== Text block ==

The Lock Hospital was founded for the care and treatment of women suffering from sexually transmitted diseases. No admission or discharge records have survived and, because patients stayed for only a few weeks, it has not been possible to identify more than a small number of them, using the Glasgow censuses from 1841 to 1911. Nevertheless, it is hoped that the following article may give a glimpse into a corner of society for which only limited written evidence remains.
Syphilis had reached Scotland by the fifteenth century, possibly arriving in 1495 with Perkin Warbeck and his band of supporters. Warbeck claimed to be Duke of York, one of the missing “Princes in the Tower” and, as such, the rightful heir to the English throne which Henry VII occupied. Warbeck was well received at the court of Scots king, James IV, and in September 1496 the Scottish forces, together with Warbeck’s multinational mercenaries, made a half-hearted foray into northern England.[1] The invasion soon fizzled out but Warbeck’s followers left Scotland with an unexpected and unwelcome legacy.
A year later, legislation was enacted to protect the King’s “liegis fra this contagius seikness”,[2] involving the transportation of all those infected with the disease to the island of Inchkeith in the Firth of Forth. This early experiment in social hygiene failed and the disease continued to spread. It affected every level of society. Henry Stuart, Lord Darnley, second husband of Mary Queen of Scots, suffered from syphilis and when her third husband, James Hepburn, 4th Earl of Bothwell, died chained to a pillar in a Danish gaol, it is likely that he was in the tertiary stages of the illness.

===

Aim of the exercise:
According to the Lock Hospital text, to which island were people infected with syphilis to be transported under the legislation enacted a year after the 1496 foray?

== Records provided ==

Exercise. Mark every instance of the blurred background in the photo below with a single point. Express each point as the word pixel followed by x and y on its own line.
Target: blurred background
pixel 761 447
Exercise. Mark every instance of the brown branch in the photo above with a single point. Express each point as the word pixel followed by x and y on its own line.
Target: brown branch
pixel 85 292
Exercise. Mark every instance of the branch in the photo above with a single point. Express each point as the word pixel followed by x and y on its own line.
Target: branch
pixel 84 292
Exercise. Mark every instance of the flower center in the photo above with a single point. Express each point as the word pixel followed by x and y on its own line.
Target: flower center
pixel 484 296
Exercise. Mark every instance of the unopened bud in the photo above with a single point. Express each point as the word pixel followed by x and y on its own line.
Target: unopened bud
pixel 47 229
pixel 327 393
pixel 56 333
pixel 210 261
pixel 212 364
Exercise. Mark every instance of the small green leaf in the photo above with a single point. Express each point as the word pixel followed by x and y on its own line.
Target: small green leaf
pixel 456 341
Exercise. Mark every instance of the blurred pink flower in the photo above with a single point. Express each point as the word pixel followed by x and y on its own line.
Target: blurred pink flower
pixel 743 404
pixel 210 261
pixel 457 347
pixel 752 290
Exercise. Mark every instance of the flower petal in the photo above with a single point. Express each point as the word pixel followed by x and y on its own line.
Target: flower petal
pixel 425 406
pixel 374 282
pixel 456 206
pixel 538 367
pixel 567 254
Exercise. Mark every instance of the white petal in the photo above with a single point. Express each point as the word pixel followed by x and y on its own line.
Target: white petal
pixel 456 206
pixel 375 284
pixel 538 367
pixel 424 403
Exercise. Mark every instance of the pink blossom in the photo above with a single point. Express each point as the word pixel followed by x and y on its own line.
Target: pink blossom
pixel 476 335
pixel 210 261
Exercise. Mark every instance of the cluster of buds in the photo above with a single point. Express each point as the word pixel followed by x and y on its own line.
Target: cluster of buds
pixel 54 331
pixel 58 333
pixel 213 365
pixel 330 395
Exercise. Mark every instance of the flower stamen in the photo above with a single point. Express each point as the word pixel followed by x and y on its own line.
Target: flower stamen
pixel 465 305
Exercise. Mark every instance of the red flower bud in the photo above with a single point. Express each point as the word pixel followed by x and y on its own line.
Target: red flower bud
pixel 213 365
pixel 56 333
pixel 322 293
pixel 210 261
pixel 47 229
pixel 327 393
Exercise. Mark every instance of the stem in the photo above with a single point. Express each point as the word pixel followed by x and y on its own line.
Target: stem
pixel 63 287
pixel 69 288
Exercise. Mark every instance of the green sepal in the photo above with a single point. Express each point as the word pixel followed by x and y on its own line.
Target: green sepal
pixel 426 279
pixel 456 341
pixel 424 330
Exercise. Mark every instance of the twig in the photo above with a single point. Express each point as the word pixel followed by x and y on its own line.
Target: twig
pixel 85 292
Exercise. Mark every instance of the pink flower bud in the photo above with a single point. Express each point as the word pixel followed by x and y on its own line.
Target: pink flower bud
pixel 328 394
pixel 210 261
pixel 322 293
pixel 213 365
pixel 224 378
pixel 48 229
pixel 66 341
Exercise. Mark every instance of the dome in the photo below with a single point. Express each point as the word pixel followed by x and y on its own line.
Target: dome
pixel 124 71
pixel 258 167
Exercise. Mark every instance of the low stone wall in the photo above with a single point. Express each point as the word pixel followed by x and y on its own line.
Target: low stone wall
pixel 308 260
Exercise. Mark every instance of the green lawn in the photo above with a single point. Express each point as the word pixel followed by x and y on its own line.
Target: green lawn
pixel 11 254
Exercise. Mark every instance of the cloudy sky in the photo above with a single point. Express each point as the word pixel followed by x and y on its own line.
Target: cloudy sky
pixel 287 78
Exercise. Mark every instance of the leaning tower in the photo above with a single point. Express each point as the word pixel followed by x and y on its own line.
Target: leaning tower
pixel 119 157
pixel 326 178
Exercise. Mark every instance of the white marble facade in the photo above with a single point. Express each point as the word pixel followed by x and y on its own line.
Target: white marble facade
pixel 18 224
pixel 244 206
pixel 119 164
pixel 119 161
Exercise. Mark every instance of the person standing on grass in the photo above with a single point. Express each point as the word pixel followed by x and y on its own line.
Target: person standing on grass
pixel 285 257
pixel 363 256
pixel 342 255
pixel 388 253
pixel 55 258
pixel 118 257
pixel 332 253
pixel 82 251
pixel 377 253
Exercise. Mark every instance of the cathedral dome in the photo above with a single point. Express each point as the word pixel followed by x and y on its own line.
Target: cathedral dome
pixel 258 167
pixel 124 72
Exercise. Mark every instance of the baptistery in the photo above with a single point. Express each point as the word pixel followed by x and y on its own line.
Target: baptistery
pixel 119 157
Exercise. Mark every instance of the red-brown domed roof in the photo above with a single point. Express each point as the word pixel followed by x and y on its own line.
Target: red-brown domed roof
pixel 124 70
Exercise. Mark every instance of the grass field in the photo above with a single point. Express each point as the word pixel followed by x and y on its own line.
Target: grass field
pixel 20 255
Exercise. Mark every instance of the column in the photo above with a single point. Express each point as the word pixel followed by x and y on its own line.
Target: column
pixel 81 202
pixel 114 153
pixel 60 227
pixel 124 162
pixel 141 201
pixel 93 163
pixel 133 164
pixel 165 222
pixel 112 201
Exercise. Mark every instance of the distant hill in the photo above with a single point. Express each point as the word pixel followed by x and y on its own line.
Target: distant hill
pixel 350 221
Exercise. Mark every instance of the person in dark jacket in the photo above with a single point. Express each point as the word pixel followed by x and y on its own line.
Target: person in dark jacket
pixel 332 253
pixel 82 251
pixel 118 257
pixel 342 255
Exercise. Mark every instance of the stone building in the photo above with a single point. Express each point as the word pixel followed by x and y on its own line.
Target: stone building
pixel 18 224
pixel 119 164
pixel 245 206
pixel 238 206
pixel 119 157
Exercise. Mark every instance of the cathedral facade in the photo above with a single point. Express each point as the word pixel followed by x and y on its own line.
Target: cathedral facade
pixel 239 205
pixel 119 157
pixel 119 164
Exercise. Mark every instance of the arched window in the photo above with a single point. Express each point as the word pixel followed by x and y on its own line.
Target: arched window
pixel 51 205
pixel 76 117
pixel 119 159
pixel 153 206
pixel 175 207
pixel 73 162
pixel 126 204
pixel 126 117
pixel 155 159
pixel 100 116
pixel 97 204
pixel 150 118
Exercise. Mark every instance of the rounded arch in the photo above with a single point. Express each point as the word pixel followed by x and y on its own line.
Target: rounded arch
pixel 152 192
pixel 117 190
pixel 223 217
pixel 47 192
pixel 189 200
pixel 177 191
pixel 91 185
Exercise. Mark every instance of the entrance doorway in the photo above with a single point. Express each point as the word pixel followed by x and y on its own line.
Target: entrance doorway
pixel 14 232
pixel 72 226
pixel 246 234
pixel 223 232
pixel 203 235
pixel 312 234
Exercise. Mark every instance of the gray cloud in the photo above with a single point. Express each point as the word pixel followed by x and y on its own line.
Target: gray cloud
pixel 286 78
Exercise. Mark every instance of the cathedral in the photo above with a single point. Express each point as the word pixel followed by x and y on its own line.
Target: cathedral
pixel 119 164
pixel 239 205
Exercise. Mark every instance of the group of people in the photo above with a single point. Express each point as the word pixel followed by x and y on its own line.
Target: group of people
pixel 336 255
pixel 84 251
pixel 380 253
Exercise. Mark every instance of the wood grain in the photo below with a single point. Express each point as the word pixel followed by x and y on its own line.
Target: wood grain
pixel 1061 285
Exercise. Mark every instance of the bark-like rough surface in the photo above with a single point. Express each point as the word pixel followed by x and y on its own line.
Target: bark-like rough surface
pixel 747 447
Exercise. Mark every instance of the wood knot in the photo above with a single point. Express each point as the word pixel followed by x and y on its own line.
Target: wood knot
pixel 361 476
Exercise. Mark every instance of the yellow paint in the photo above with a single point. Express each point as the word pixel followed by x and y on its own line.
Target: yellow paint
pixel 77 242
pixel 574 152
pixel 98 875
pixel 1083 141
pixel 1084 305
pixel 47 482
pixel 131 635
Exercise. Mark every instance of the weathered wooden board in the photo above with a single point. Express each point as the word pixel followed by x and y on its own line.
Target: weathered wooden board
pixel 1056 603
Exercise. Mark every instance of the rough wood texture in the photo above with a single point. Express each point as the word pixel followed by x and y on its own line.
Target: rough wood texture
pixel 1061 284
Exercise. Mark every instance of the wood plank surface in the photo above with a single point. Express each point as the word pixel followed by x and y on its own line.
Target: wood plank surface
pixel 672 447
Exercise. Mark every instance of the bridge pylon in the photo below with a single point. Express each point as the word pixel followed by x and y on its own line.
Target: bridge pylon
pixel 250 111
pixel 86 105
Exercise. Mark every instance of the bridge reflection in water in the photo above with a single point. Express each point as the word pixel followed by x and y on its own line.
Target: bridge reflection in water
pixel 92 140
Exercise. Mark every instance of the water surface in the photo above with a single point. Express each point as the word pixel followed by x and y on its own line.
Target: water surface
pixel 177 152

===

Exercise response:
Inchkeith, in the Firth of Forth.